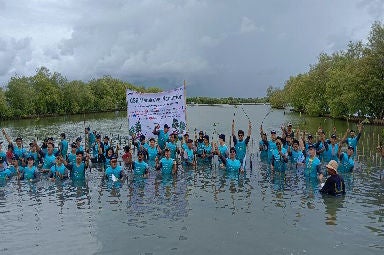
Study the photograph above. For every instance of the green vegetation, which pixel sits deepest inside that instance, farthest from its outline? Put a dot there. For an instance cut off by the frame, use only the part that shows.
(225, 100)
(48, 93)
(342, 84)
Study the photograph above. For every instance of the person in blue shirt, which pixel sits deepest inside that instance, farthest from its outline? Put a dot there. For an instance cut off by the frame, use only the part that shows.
(139, 166)
(49, 158)
(167, 165)
(353, 139)
(296, 153)
(71, 157)
(240, 143)
(163, 135)
(232, 164)
(331, 149)
(279, 157)
(334, 185)
(63, 145)
(189, 154)
(5, 173)
(2, 153)
(313, 164)
(115, 170)
(77, 169)
(30, 170)
(58, 170)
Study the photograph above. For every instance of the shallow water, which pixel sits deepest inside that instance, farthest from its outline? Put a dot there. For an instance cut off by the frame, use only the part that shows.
(201, 211)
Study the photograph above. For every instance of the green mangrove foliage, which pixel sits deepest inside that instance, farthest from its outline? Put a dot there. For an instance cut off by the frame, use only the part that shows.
(346, 83)
(48, 93)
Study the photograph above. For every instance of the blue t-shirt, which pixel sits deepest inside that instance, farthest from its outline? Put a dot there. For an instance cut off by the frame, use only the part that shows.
(30, 172)
(166, 165)
(140, 168)
(117, 172)
(312, 167)
(346, 163)
(233, 165)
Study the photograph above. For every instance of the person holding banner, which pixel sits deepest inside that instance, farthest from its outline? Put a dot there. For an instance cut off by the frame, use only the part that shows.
(162, 134)
(241, 143)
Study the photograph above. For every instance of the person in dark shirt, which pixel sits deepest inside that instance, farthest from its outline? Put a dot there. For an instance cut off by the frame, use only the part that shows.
(334, 185)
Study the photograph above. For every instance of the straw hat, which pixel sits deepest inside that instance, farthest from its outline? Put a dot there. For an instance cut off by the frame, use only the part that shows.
(332, 165)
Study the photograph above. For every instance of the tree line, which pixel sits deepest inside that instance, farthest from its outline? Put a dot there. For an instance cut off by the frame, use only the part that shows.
(343, 84)
(48, 93)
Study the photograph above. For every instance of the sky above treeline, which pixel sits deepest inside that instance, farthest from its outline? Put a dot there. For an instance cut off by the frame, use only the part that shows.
(221, 48)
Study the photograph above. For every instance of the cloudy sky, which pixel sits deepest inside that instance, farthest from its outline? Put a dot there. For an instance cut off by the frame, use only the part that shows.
(220, 47)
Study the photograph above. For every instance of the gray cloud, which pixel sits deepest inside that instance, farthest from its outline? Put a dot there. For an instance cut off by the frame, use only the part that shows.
(222, 48)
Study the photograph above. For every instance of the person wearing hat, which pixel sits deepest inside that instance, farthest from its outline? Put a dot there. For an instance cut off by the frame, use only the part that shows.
(199, 143)
(296, 153)
(59, 170)
(353, 138)
(34, 153)
(189, 154)
(15, 167)
(167, 165)
(172, 145)
(71, 157)
(115, 170)
(106, 143)
(98, 150)
(222, 148)
(5, 173)
(63, 145)
(331, 149)
(49, 158)
(30, 170)
(313, 164)
(78, 144)
(240, 143)
(279, 157)
(77, 169)
(162, 134)
(139, 166)
(334, 185)
(232, 164)
(2, 153)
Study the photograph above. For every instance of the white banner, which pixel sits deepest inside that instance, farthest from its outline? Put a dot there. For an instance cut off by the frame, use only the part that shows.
(146, 110)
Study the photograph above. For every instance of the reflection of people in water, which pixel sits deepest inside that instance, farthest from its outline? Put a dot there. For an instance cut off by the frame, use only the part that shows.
(334, 185)
(332, 206)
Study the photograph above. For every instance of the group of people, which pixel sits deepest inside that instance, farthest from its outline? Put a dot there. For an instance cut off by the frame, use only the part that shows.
(170, 151)
(308, 153)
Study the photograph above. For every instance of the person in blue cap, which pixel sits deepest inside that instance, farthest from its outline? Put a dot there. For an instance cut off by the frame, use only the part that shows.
(313, 164)
(5, 173)
(77, 169)
(353, 139)
(162, 134)
(232, 164)
(63, 145)
(30, 170)
(240, 143)
(139, 166)
(167, 165)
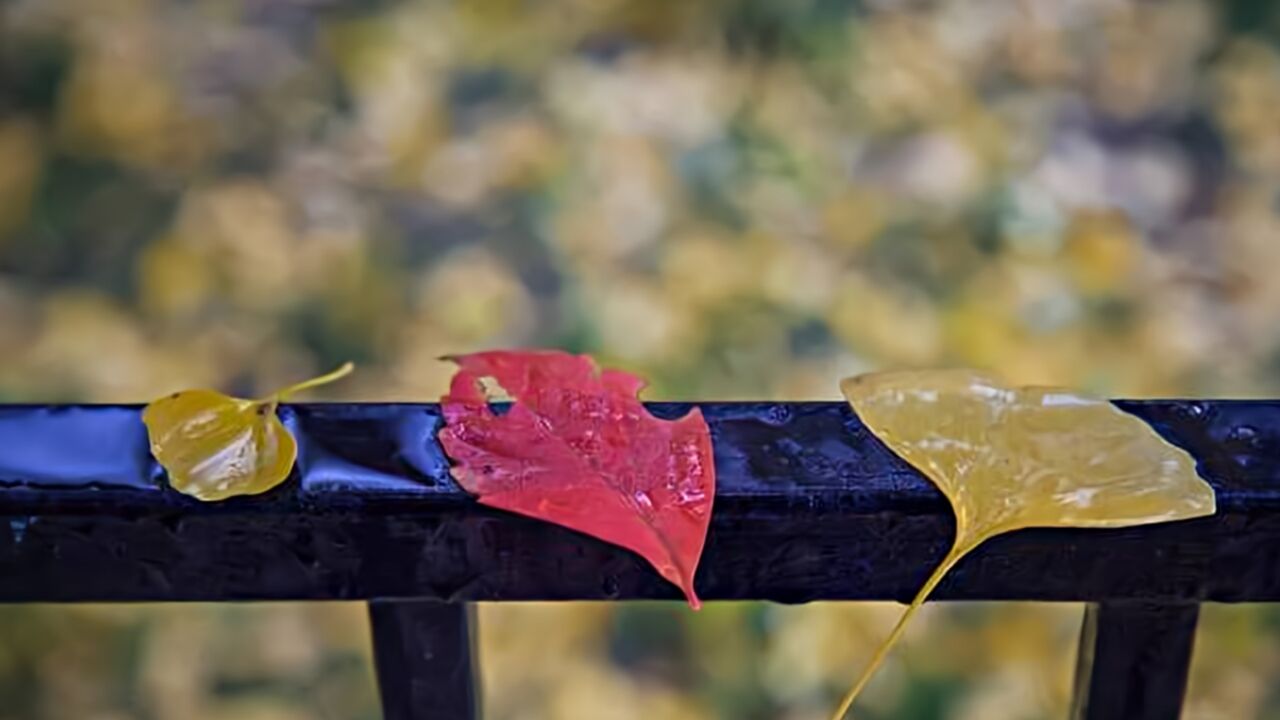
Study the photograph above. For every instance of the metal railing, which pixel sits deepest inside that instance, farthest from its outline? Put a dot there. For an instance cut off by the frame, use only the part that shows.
(809, 506)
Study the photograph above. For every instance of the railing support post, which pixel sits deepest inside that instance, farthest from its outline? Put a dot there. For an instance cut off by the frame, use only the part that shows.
(425, 659)
(1133, 661)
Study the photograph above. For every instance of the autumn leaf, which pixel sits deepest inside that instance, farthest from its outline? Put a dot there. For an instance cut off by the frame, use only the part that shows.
(215, 446)
(1022, 458)
(579, 449)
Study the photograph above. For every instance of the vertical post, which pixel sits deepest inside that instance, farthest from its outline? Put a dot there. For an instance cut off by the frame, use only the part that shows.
(425, 659)
(1133, 661)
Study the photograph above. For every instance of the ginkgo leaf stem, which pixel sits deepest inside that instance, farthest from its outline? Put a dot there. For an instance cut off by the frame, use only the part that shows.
(954, 556)
(314, 382)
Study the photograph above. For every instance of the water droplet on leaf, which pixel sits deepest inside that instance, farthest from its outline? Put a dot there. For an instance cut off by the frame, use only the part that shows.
(1022, 458)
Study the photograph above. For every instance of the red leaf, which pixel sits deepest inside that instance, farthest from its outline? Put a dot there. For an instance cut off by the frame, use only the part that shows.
(577, 449)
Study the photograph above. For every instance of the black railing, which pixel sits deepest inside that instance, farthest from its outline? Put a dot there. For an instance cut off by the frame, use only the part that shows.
(809, 506)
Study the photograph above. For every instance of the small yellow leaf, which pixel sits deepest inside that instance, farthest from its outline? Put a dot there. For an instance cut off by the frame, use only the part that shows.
(1022, 458)
(215, 446)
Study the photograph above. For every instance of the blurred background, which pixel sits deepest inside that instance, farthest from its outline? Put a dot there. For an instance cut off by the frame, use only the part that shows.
(736, 199)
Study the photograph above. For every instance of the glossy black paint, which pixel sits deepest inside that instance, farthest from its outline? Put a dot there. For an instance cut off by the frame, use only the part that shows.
(425, 660)
(1133, 661)
(809, 506)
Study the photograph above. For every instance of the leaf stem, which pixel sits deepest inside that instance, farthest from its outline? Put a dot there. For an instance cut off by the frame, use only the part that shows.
(314, 382)
(954, 556)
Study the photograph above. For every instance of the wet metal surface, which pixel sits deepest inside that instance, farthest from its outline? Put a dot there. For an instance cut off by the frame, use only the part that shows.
(809, 506)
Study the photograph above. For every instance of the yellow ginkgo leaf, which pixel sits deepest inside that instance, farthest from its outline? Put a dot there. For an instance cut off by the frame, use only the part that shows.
(1022, 458)
(215, 446)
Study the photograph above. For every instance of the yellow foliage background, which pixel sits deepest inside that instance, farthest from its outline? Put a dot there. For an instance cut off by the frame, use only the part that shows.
(735, 199)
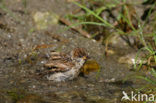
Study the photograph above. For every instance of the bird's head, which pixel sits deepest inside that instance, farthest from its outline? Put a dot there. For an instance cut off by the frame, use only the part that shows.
(79, 54)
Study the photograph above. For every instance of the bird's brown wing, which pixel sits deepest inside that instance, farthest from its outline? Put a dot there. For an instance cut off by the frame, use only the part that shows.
(59, 62)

**PROMPT:**
Output every line of the items above as a Markdown table with the columns Number and Record line, numbering the rows and skipping blank lines. Leave the pictures out.

**COMPLETED EXERCISE:**
| Number | Record line |
|---|---|
| 1 | Study the photograph above. For every instance of the green vegetation, which pixel sits deepest inside that instance, farthest from its outline? Put a dot there. For an instance cut off by the frame, use only the part that shows. |
| 2 | (225, 100) |
| 3 | (48, 93) |
| 4 | (342, 84) |
| 5 | Study the photograph above. For every instance of the person in blue shirt, which pixel sits deepest inside that instance, farthest from its outline? Put a dot there. For an instance cut off by the frame, use only the part that shows. |
| 6 | (139, 166) |
| 7 | (49, 158) |
| 8 | (167, 165) |
| 9 | (353, 139) |
| 10 | (296, 153) |
| 11 | (71, 157) |
| 12 | (240, 143) |
| 13 | (163, 135) |
| 14 | (232, 164) |
| 15 | (331, 149) |
| 16 | (279, 157) |
| 17 | (334, 185) |
| 18 | (63, 145) |
| 19 | (189, 154) |
| 20 | (5, 173) |
| 21 | (2, 153) |
| 22 | (313, 164) |
| 23 | (115, 170) |
| 24 | (77, 169) |
| 25 | (30, 170) |
| 26 | (58, 170) |
| 27 | Study the photograph above. For every instance of the shallow water, which pixel sits deepest inside that instance, farthest from its outline? Put a dot there. For an instance cut off by the frame, use only the part that shows. |
| 28 | (201, 211) |
| 29 | Study the photograph above. For every instance of the green mangrove foliage, which pixel sits deepest inside that instance, farthest from its outline? Put a dot there. For an instance cut off by the frame, use only the part that shows. |
| 30 | (346, 83) |
| 31 | (48, 93) |
| 32 | Study the photograph above. For every instance of the blue t-shirt, which pixel sits deepest inside that instance, farthest from its outline? Put a dot there. For an instance cut off by the frame, use only the part that shows. |
| 33 | (30, 172) |
| 34 | (166, 165) |
| 35 | (140, 168) |
| 36 | (117, 172) |
| 37 | (312, 167) |
| 38 | (346, 163) |
| 39 | (233, 165) |
| 40 | Study the photograph above. For every instance of the person holding banner, which pixel sits deepest inside that instance, farthest from its outline? Put a dot there. For an instance cut off by the frame, use only the part that shows. |
| 41 | (162, 134) |
| 42 | (241, 143) |
| 43 | Study the photograph above. For every instance of the person in dark shirt, which pixel sits deepest inside that instance, farthest from its outline? Put a dot there. For an instance cut off by the frame, use only the part that shows. |
| 44 | (334, 185) |
| 45 | Study the photograph above. For every instance of the straw hat, which pixel sits deepest inside that instance, farthest from its outline? Put a dot there. For an instance cut off by the frame, use only the part that shows. |
| 46 | (332, 165) |
| 47 | Study the photograph above. For every instance of the tree line, which pixel sits deepest inside that instance, farthest from its outline? Put a dot there. For an instance cut off by the frame, use only the part that shows. |
| 48 | (343, 84) |
| 49 | (48, 93) |
| 50 | Study the photograph above. For every instance of the sky above treeline, which pixel sits deepest inside that instance, farthest from its outline? Put a dot there. For an instance cut off by the frame, use only the part that shows. |
| 51 | (221, 48) |
| 52 | Study the photograph above. For every instance of the cloudy sky, which pixel sits deepest inside that instance, farthest from its outline? Put a dot there. For an instance cut off by the frame, use only the part that shows. |
| 53 | (220, 47) |
| 54 | Study the photograph above. For every instance of the gray cloud, which pixel sits deepest inside that instance, farthest from its outline? Put a dot there. For an instance cut off by the frame, use only the part that shows. |
| 55 | (222, 48) |
| 56 | Study the photograph above. For every instance of the person wearing hat, which pixel sits deepest inside that instance, farthest from its outline? Put a dot there. For an instance cut off by the frame, use only the part that shows. |
| 57 | (199, 143) |
| 58 | (296, 153) |
| 59 | (59, 170) |
| 60 | (353, 138) |
| 61 | (34, 153) |
| 62 | (189, 154) |
| 63 | (15, 167) |
| 64 | (167, 165) |
| 65 | (172, 145) |
| 66 | (71, 157) |
| 67 | (115, 170) |
| 68 | (106, 143) |
| 69 | (98, 150) |
| 70 | (222, 148) |
| 71 | (5, 173) |
| 72 | (63, 145) |
| 73 | (331, 149) |
| 74 | (49, 158) |
| 75 | (30, 170) |
| 76 | (313, 164) |
| 77 | (78, 144) |
| 78 | (240, 143) |
| 79 | (279, 157) |
| 80 | (77, 169) |
| 81 | (162, 134) |
| 82 | (139, 166) |
| 83 | (334, 185) |
| 84 | (232, 164) |
| 85 | (2, 153) |
| 86 | Study the photograph above. For every instance of the white banner, which pixel sits deepest inside that instance, farthest from its outline? Put a dot there. For an instance cut off by the frame, use only the part that shows. |
| 87 | (146, 110) |
| 88 | Study the photograph above. For every instance of the reflection of people in water, which pixel sits deepest inside that instance, farthest from its outline? Put a dot there. For an instance cut off by the frame, use only the part that shows. |
| 89 | (334, 185) |
| 90 | (332, 206) |
| 91 | Study the photograph above. For every instance of the group of people, which pixel sits deepest inside that instance, farthest from its outline? Put a dot there. For an instance cut off by the frame, use only the part that shows. |
| 92 | (170, 151) |
| 93 | (308, 153) |
| 94 | Study the photograph above. For every instance of the person in blue cap, which pixel sits deepest inside that instance, farthest from its outline? Put a dot there. For an instance cut off by the frame, use only the part that shows. |
| 95 | (313, 164) |
| 96 | (5, 173) |
| 97 | (77, 169) |
| 98 | (353, 139) |
| 99 | (162, 134) |
| 100 | (232, 164) |
| 101 | (63, 145) |
| 102 | (30, 170) |
| 103 | (240, 143) |
| 104 | (139, 166) |
| 105 | (167, 165) |
| 106 | Study the photograph above. For every instance of the metal railing, which pixel sits deepest inside that instance, farthest from its outline? Put a dot there. For an instance cut off by the frame, use only the part that shows. |
| 107 | (809, 506) |
| 108 | Study the photograph above. For every instance of the railing support post, which pixel sits deepest inside that instance, farthest from its outline? Put a dot there. For an instance cut off by the frame, use only the part that shows. |
| 109 | (425, 659) |
| 110 | (1133, 661) |
| 111 | Study the photograph above. For every instance of the autumn leaf, which pixel sits deepest inside that instance, farthest from its outline? Put a dot there. For an instance cut off by the frame, use only the part that shows. |
| 112 | (215, 446) |
| 113 | (1022, 458) |
| 114 | (579, 449) |
| 115 | Study the photograph above. For every instance of the vertical post, which pixel sits deepest inside that instance, farthest from its outline? Put a dot there. For an instance cut off by the frame, use only the part that shows. |
| 116 | (425, 659) |
| 117 | (1133, 661) |
| 118 | Study the photograph above. For every instance of the ginkgo leaf stem, which pixel sits deepest inside that instance, farthest from its outline? Put a dot there. For an instance cut off by the frame, use only the part that shows. |
| 119 | (954, 556) |
| 120 | (314, 382) |
| 121 | Study the photograph above. For every instance of the water droplet on leaf, which pixel sits deepest inside that instance, farthest from its outline? Put a dot there. For an instance cut off by the frame, use only the part that shows. |
| 122 | (1022, 458) |
| 123 | Study the photograph above. For every instance of the red leaf, which pixel sits deepest inside that instance, farthest from its outline? Put a dot there. For an instance cut off by the frame, use only the part that shows. |
| 124 | (577, 449) |
| 125 | Study the photograph above. For every instance of the black railing, which pixel sits deepest inside that instance, farthest from its outline? Put a dot there. For an instance cut off by the frame, use only the part that shows. |
| 126 | (809, 506) |
| 127 | Study the photograph above. For every instance of the small yellow leaf, which pixel sits deepest inside that instance, farthest from its outline? Put a dot there. For an instance cut off by the frame, use only the part that shows. |
| 128 | (1022, 458) |
| 129 | (215, 446) |
| 130 | Study the photograph above. For every instance of the blurred background, which pixel sits deepest inside that instance, farthest from its outline? Put a dot there. For an instance cut off by the frame, use only the part that shows. |
| 131 | (736, 199) |
| 132 | Study the photograph above. For every instance of the glossy black paint, which pixel sits deepest inside that instance, farthest from its outline? Put a dot there. For an instance cut off by the frame, use only the part that shows. |
| 133 | (425, 660) |
| 134 | (1133, 661) |
| 135 | (809, 506) |
| 136 | Study the photograph above. For every instance of the leaf stem, which pixel sits deepest inside that instance, farthest from its outline? Put a dot there. For an instance cut off by the frame, use only the part that shows. |
| 137 | (314, 382) |
| 138 | (954, 556) |
| 139 | Study the photograph above. For every instance of the wet metal surface, which pixel sits deepest inside that instance, farthest from its outline? Put a dot there. For an instance cut off by the frame, use only the part that shows. |
| 140 | (809, 506) |
| 141 | Study the photograph above. For every instance of the yellow ginkgo leaf, which pixel sits deepest inside that instance, farthest from its outline? Put a dot there. For an instance cut off by the frame, use only the part that shows. |
| 142 | (1022, 458) |
| 143 | (215, 446) |
| 144 | Study the photograph above. For every instance of the yellow foliage background, which pixel sits deepest inside that instance, farthest from its outline? Put a dot there. For an instance cut off by the frame, use only the part that shows. |
| 145 | (735, 199) |
| 146 | Study the photograph above. For every instance of the bird's head, which pixel sits deepest inside that instance, farthest from its outline? Put a dot there. For an instance cut off by the frame, use only the part that shows. |
| 147 | (79, 54) |
| 148 | Study the photograph above. For every instance of the bird's brown wing, which pixel sits deepest inside that instance, farthest from its outline? Put a dot there. For an instance cut off by the frame, use only the part that shows. |
| 149 | (59, 62) |